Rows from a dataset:
::::::::

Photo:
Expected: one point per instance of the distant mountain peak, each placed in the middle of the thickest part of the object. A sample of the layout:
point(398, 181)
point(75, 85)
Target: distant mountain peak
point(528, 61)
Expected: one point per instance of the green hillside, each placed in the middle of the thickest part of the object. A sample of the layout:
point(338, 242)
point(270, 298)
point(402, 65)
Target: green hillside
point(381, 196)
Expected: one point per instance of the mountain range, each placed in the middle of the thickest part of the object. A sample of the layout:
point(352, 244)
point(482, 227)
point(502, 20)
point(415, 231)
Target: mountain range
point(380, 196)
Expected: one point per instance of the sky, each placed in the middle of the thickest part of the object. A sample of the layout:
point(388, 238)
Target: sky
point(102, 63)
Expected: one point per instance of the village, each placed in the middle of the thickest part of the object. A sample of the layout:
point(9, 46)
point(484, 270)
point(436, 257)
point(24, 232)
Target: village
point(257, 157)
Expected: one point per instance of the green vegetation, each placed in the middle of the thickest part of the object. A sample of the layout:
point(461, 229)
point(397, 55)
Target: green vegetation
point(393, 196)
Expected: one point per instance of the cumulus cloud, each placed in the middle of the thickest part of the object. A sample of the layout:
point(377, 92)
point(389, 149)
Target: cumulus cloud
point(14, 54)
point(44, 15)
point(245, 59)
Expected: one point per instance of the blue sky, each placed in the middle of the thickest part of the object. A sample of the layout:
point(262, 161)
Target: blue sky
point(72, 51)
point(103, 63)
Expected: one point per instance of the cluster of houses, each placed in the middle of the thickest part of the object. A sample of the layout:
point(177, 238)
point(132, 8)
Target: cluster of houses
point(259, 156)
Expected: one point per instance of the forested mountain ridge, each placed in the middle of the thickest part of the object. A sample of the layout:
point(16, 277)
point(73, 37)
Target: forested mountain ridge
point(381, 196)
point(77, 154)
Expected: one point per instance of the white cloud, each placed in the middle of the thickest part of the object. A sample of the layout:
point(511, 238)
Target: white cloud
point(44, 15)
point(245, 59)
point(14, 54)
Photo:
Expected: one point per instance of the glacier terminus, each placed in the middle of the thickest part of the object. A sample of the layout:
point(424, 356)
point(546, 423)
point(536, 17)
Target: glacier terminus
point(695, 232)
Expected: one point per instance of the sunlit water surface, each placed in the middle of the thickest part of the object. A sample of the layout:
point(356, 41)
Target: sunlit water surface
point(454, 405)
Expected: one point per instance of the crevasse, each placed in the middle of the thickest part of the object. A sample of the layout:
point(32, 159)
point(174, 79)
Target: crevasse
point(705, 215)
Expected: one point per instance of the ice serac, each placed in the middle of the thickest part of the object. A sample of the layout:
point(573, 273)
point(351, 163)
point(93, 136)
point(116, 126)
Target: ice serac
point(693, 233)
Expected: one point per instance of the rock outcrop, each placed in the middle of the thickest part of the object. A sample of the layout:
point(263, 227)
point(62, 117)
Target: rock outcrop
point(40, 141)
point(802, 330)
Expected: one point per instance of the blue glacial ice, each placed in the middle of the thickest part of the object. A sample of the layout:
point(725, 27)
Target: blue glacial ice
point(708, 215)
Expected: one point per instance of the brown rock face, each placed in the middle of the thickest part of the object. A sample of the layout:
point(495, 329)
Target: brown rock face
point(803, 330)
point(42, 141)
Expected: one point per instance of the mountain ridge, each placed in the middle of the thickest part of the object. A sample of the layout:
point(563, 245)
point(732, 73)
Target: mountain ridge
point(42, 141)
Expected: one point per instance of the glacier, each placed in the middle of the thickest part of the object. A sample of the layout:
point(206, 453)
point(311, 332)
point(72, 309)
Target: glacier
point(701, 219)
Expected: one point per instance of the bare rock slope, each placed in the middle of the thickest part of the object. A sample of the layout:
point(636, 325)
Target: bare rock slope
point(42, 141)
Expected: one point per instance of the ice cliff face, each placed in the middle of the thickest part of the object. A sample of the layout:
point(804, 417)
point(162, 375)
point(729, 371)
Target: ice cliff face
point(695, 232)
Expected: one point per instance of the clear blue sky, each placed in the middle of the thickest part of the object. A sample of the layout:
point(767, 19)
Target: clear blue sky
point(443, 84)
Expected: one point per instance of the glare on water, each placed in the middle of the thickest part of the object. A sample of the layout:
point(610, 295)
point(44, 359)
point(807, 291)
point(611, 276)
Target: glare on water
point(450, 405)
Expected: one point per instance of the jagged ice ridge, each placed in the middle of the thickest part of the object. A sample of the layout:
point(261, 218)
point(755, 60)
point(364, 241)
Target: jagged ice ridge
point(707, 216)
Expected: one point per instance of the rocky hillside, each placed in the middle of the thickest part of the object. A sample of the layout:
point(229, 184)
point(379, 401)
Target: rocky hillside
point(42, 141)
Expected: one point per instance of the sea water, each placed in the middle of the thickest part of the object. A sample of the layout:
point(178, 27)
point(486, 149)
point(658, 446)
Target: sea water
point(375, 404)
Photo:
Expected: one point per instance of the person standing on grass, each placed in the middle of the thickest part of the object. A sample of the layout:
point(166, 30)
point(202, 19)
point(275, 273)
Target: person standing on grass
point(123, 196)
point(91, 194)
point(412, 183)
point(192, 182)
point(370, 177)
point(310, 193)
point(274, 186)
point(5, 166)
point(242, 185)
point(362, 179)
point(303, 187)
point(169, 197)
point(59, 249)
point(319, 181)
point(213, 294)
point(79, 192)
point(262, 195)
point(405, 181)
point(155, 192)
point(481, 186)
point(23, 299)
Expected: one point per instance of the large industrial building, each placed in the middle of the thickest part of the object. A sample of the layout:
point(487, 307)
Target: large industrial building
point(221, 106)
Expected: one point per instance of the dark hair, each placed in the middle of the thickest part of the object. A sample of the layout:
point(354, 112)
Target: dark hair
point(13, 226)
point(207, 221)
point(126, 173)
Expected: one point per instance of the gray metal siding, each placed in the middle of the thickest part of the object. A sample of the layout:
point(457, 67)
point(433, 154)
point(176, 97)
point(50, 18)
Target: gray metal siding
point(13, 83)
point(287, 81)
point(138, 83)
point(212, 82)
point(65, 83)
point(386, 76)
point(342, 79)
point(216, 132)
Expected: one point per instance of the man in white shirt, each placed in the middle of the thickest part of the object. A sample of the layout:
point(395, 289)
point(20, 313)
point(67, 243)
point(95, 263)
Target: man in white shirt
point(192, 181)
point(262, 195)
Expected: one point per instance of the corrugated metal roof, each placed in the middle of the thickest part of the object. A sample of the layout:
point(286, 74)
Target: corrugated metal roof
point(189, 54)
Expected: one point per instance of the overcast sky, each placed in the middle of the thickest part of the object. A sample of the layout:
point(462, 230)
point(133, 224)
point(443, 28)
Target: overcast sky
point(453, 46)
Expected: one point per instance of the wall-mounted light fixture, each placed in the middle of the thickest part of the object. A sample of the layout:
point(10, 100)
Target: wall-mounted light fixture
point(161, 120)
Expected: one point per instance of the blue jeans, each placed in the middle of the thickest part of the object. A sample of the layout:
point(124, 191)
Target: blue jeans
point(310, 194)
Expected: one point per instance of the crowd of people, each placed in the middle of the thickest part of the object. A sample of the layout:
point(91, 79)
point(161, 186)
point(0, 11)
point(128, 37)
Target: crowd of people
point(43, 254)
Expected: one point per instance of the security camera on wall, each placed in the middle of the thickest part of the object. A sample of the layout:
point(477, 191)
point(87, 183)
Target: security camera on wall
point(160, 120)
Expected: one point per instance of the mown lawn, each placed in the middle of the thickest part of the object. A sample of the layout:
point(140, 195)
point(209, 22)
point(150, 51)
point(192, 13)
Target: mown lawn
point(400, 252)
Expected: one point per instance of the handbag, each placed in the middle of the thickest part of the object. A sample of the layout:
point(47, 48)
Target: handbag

::::::::

Reproduce all of the rows above word for word, keeping every line intact.

Photo:
Expected: one point per instance of the distant mountain peak, each placed in the middle of the thickest part of the object. A sample of the layout:
point(398, 181)
point(75, 85)
Target: distant mountain peak
point(528, 61)
Expected: one point per instance of the green hillside, each placed in the middle of the thickest part of the object. A sample of the layout:
point(338, 242)
point(270, 298)
point(402, 65)
Target: green hillside
point(381, 196)
Expected: one point per instance of the mountain range, each placed in the middle of the thickest part of the object. A sample of the layout:
point(352, 244)
point(482, 227)
point(502, 20)
point(415, 231)
Target: mountain range
point(380, 196)
Expected: one point per instance of the sky, each placed in the middle of the thickest part of the object. A sample of the layout:
point(388, 238)
Target: sky
point(102, 63)
Expected: one point per instance of the village, each placed in the middle of the thickest part of the object. A sample of the layout:
point(9, 46)
point(484, 270)
point(436, 257)
point(24, 232)
Target: village
point(257, 157)
Expected: one point per instance of the green vegetation, each placed in the middle of the thickest part of the object. A sample of the layout:
point(461, 229)
point(397, 55)
Target: green vegetation
point(393, 196)
Expected: one point per instance of the cumulus cloud, each placed in the middle of the thickest part of the object. A sample of the layout:
point(377, 92)
point(389, 149)
Target: cumulus cloud
point(14, 54)
point(44, 15)
point(245, 59)
Expected: one point per instance of the blue sky, each placed in the middle of the thickest part of the object. A sample of the layout:
point(262, 161)
Target: blue sky
point(72, 51)
point(103, 63)
Expected: one point per instance of the cluster of houses, each placed in the middle of the thickest part of the object. A sample of the layout:
point(177, 238)
point(132, 8)
Target: cluster of houses
point(259, 156)
Expected: one point per instance of the forested mountain ridge, each placed in the middle of the thickest part of the object. A sample of the layout:
point(16, 277)
point(73, 37)
Target: forested mountain ridge
point(381, 196)
point(77, 154)
Expected: one point per instance of the white cloud, each placed in the middle of the thickest part of the object. A sample of the layout:
point(511, 238)
Target: white cloud
point(44, 15)
point(245, 59)
point(14, 54)
Photo:
Expected: one point per instance of the glacier terminus, each placed in the middle of the thickest part of the object. A sample of the layout:
point(424, 356)
point(546, 423)
point(536, 17)
Target: glacier terminus
point(695, 232)
Expected: one point per instance of the sunlit water surface, each placed in the middle of the thickest part of the object. A sample of the layout:
point(356, 41)
Target: sunlit water surface
point(454, 405)
Expected: one point per instance of the crevasse, each placed in the middle of the thickest part of the object. A sample of the layout:
point(32, 159)
point(174, 79)
Target: crevasse
point(705, 215)
Expected: one point per instance of the ice serac, each placed in the middle of the thickest part of the object. A sample of the layout:
point(573, 273)
point(351, 163)
point(93, 136)
point(116, 126)
Target: ice serac
point(693, 233)
Expected: one point per instance of the rock outcrop, each placed in the middle of the thickest part of the object. A sample of the layout:
point(263, 227)
point(62, 117)
Target: rock outcrop
point(40, 141)
point(802, 330)
Expected: one point per instance of the blue glacial ice, each placed in the middle of the thickest part of the object. A sample of the layout:
point(725, 27)
Target: blue glacial ice
point(708, 215)
Expected: one point per instance of the brown rock face, each placed in the middle of the thickest part of the object. A sample of the layout:
point(495, 329)
Target: brown rock face
point(803, 330)
point(42, 141)
Expected: one point per instance of the mountain ridge, each placed in the middle of the thickest part of the object. A sample of the layout:
point(563, 245)
point(732, 73)
Target: mountain ridge
point(42, 141)
Expected: one point per instance of the glacier, each placed in the middle of the thickest part of the object. A sample of the layout:
point(206, 453)
point(311, 332)
point(72, 309)
Target: glacier
point(701, 219)
Expected: one point per instance of the bare rock slope, each placed in the middle of the thickest part of the object. A sample of the layout:
point(636, 325)
Target: bare rock slope
point(42, 141)
Expected: one point per instance of the ice cliff face, each placed in the middle of the thickest part of the object. A sample of the layout:
point(804, 417)
point(162, 375)
point(729, 371)
Target: ice cliff face
point(695, 232)
Expected: one point per instance of the clear blue sky, each placed in the middle of the thickest part of the object. A sample of the layout:
point(767, 19)
Target: clear blue sky
point(443, 84)
Expected: one point per instance of the glare on water, each placed in the middle of the thickest part of the object. A sample of the layout:
point(610, 295)
point(44, 359)
point(807, 291)
point(611, 276)
Target: glare on water
point(450, 405)
Expected: one point per instance of the jagged ice ridge, each placed in the middle of the thickest part of the object. A sample of the layout:
point(261, 218)
point(755, 60)
point(364, 241)
Target: jagged ice ridge
point(707, 216)
Expected: one point per instance of the rocky hillside, each placed in the middle of the thickest part of the object. A sample of the layout:
point(229, 184)
point(379, 401)
Target: rocky hillside
point(42, 141)
Expected: one point per instance of the sea water, each placed in the middle of the thickest part of the object. A sample of the layout:
point(178, 27)
point(486, 149)
point(658, 446)
Target: sea water
point(375, 404)
Photo:
Expected: one point per instance of the person standing on grass, each placed in the middle of the thickest part of the object. A sample of the layout:
point(166, 30)
point(202, 19)
point(275, 273)
Target: person standing on grass
point(123, 196)
point(91, 194)
point(412, 183)
point(192, 182)
point(370, 177)
point(310, 193)
point(274, 186)
point(5, 166)
point(242, 185)
point(362, 179)
point(303, 187)
point(169, 197)
point(59, 249)
point(319, 181)
point(213, 294)
point(79, 192)
point(262, 195)
point(405, 181)
point(155, 192)
point(481, 186)
point(23, 299)
Expected: one point per instance of the large industrial building, each placed in the middle of the thickest part of the object. A sample of the layout:
point(487, 307)
Target: large industrial building
point(221, 106)
Expected: one point per instance of the dark hair, each placed in the middle of the thickest part of the object. A sample of the layout:
point(354, 112)
Target: dark hair
point(13, 226)
point(207, 221)
point(126, 173)
Expected: one point per instance of the gray metal siding, each placed in the middle of the thickest part of the object. A sample of the layout:
point(457, 67)
point(433, 154)
point(176, 97)
point(50, 18)
Target: gray metal siding
point(13, 83)
point(287, 81)
point(138, 83)
point(212, 82)
point(65, 83)
point(386, 76)
point(342, 79)
point(216, 132)
Expected: one point per instance of the man in white shirt, each placed in the middle of the thickest part of the object. A sample of the layout:
point(395, 289)
point(20, 313)
point(67, 243)
point(95, 263)
Target: man in white shirt
point(192, 181)
point(262, 195)
Expected: one point per instance of the corrugated metal roof, each placed in the middle of the thickest part of the object. A sample of the layout:
point(286, 74)
Target: corrugated metal roof
point(189, 54)
Expected: one point per instance of the overcast sky, each placed in the middle of the thickest part of the object. A sample of the layout:
point(462, 230)
point(133, 224)
point(443, 28)
Target: overcast sky
point(453, 46)
Expected: one point per instance of the wall-mounted light fixture, each placed in the middle of the thickest part of the object. A sample of the layout:
point(10, 100)
Target: wall-mounted light fixture
point(161, 120)
Expected: one point per instance of the blue jeans, each placed in the middle of the thickest part of the object. A sample of the layout:
point(124, 191)
Target: blue jeans
point(310, 194)
Expected: one point per instance of the crowd of people, each placed in the middle of the thickest part of the object. A sample of the layout:
point(91, 79)
point(161, 186)
point(0, 11)
point(128, 37)
Target: crowd of people
point(43, 254)
Expected: one point per instance of the security camera on wall, each placed in the middle of the thickest part of the object. A sample of the layout:
point(477, 191)
point(87, 183)
Target: security camera on wall
point(160, 120)
Expected: one point per instance of the mown lawn, each placed in the middle of the thickest part of the object. A sample of the layout:
point(140, 195)
point(209, 22)
point(150, 51)
point(192, 13)
Target: mown lawn
point(400, 252)
Expected: one point per instance of the handbag, each placed in the middle of the thickest part of the object. A sample of the layout:
point(47, 48)
Target: handbag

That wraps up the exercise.